Exercise objective.
Repeat the records in full. No pictures belong in the copy.

Task data.
=-=-=

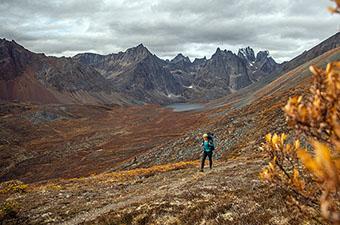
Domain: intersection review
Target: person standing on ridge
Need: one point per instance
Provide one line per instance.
(208, 147)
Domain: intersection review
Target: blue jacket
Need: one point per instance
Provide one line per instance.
(208, 146)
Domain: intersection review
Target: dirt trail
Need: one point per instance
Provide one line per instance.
(171, 187)
(224, 177)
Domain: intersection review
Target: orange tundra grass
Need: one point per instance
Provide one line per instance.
(311, 175)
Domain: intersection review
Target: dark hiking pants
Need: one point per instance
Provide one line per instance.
(204, 156)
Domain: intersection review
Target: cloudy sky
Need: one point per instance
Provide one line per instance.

=-=-=

Answer space.
Domain: intersection review
Target: person standing on ridge
Need: one point per instance
Provide one line per instance.
(208, 147)
Domain: intersection review
Target: blue jacket
Need: one point per instance
Provide one line per instance.
(208, 146)
Domain: intersection review
Target: dirt trail
Need: one point per instance
Provide one line per instance.
(171, 187)
(224, 177)
Domain: intersection review
Target: orange tundra grass
Need: one point per instance
Provide one line per instance.
(311, 175)
Domain: intersection review
Target: dark hiking pants
Need: one point per instance
Provide one line per instance.
(204, 156)
Domain: intersection review
Target: cloudy sky
Need: one point per instance
Provide one line per instance.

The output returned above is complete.